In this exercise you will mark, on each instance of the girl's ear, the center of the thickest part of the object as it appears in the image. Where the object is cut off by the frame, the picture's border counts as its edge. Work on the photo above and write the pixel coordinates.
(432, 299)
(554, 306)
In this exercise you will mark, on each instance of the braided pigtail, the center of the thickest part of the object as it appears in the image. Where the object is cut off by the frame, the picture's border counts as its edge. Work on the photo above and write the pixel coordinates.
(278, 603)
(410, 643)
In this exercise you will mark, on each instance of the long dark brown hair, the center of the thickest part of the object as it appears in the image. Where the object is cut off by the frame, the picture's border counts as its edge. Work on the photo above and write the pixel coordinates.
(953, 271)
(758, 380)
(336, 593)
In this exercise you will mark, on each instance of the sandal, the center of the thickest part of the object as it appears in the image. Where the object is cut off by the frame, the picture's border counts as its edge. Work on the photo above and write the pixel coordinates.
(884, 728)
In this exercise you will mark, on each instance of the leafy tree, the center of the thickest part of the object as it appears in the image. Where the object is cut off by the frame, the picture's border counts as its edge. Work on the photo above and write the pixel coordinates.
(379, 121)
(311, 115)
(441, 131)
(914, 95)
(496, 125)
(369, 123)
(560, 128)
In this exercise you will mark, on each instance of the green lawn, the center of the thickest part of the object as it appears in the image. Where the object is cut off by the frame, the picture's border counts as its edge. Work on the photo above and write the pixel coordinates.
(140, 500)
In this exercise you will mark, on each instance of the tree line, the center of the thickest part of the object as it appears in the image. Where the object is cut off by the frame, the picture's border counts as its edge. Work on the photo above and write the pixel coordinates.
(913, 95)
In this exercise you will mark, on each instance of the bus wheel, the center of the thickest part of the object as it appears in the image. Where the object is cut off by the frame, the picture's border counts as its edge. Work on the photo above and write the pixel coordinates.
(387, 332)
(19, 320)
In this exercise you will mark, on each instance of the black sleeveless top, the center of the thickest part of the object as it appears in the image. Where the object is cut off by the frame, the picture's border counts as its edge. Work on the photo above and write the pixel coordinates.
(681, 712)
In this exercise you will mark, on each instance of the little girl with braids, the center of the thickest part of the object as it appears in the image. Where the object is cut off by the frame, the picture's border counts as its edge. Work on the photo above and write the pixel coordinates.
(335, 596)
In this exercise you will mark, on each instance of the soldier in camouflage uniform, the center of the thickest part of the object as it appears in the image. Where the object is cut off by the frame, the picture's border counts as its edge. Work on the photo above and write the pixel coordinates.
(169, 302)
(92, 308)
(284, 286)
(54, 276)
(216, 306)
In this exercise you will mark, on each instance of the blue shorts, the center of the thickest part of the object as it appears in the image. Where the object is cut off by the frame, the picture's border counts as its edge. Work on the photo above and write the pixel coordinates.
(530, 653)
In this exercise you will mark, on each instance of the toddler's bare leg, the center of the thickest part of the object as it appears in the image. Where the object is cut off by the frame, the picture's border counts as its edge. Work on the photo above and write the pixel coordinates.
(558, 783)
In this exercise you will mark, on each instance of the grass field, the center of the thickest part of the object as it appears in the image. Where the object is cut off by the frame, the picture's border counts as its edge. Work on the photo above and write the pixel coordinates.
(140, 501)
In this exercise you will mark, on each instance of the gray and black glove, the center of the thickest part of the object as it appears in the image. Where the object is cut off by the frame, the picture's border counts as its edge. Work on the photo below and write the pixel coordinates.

> **Task item**
Every line of the data should be output exactly as it was given.

> **Answer for the task**
In this exercise you will mark, on each instance of the girl's ear, the center of the thickest part of the object as it appears in the image. Where the object is cut off by the frame, the picture's border counts as its edge. Work on the photo above and write the pixel coordinates.
(432, 299)
(554, 306)
In this exercise you will mark, on each instance of the braided pigtail, the center of the thickest part of the object as it appears in the image. Where the object is cut off by the frame, the picture's border counts as its edge. Work on the photo above and write the pixel coordinates.
(278, 603)
(410, 643)
In this exercise you will mark, on each instance of the long dark brown hair, the center of the thickest part of the object as it appears in the image. Where the object is cut off by the frame, the picture's border counts as its edge. Work on the photo above and write the pixel coordinates.
(953, 271)
(758, 380)
(336, 593)
In this exercise you will mark, on each instance of the sandal, the center of the thickest part of the object as it appears in the image. Where the object is cut off by the frame, the picture's border counts as its edge. Work on the photo above and write the pixel coordinates.
(884, 728)
In this exercise you will mark, on each instance of the leafy tree, the center of the thickest part of the object as it appears in the image. Where the object is cut off by the frame, the picture's border counts as its edge. Work on the photo above and write the pixel coordinates.
(379, 121)
(311, 115)
(441, 131)
(914, 95)
(496, 125)
(369, 123)
(560, 128)
In this exercise you will mark, on each instance of the green lawn, the center of the thickest part of the object as it appears in the image. Where the object is cut off by the frame, the picture's border counts as its edge. Work on the photo above and write the pixel coordinates.
(140, 500)
In this exercise you will mark, on each instance of the tree line, the center of the thickest part of the object as it appears in the image. Where the object is cut off by the frame, the picture's border counts as its edge. Work on the photo above and write the pixel coordinates.
(913, 95)
In this exercise you will mark, on each instance of the bus wheel, the center of the thickest part of the object as it appears in the image. Where the object is cut off by the frame, the picture's border counts as its edge. Work on the photo above and write the pixel coordinates.
(387, 332)
(19, 320)
In this exercise you will mark, on each instance of the black sleeveless top, the center of the thickest part of the object as it appears in the image. Where the object is cut off by the frame, the picture's border counts as its edge. Work on the photo above and write the pixel coordinates.
(681, 712)
In this exercise you will mark, on each instance of the little girl with braids, the center of the thickest part of the object as it appears in the image. Where the object is cut off by the frame, the picture's border counts as its edge. Work on the photo above and write the pixel coordinates.
(335, 596)
In this exercise you will mark, on each instance of the soldier in camouflage uniform, the center of the thickest part of the object as it appears in the image. Where the object is cut off by the frame, the picture's border counts as its edge. Work on the photo above and write the pixel coordinates.
(169, 302)
(92, 308)
(284, 286)
(54, 276)
(216, 306)
In this exercise you will mark, on each instance of the blue shorts, the center of the thickest part of the object as it appears in the image. Where the object is cut off by the frame, the picture's border counts as its edge. Work on the photo above and write the pixel coordinates.
(530, 653)
In this exercise you will mark, on each instance of the toddler's bare leg, the center of the thickest part of the object as it appears in the image. Where the object is cut off by the frame, the picture's border counts as its edge. Work on the photo above and write the pixel coordinates.
(558, 783)
In this exercise you will mark, on each instance of the grass field, the center of the thickest part of the object as it appears in the image. Where the object is cut off by the frame, the picture's border counts as its edge. Work on the photo above and write the pixel coordinates.
(140, 501)
In this exercise you will mark, on each instance of the gray and black glove, the center of the thickest part of the object as it appears in the image. Where the object is cut off by the frame, the picture's border counts as its edge. Work on the photo below and write the pixel coordinates.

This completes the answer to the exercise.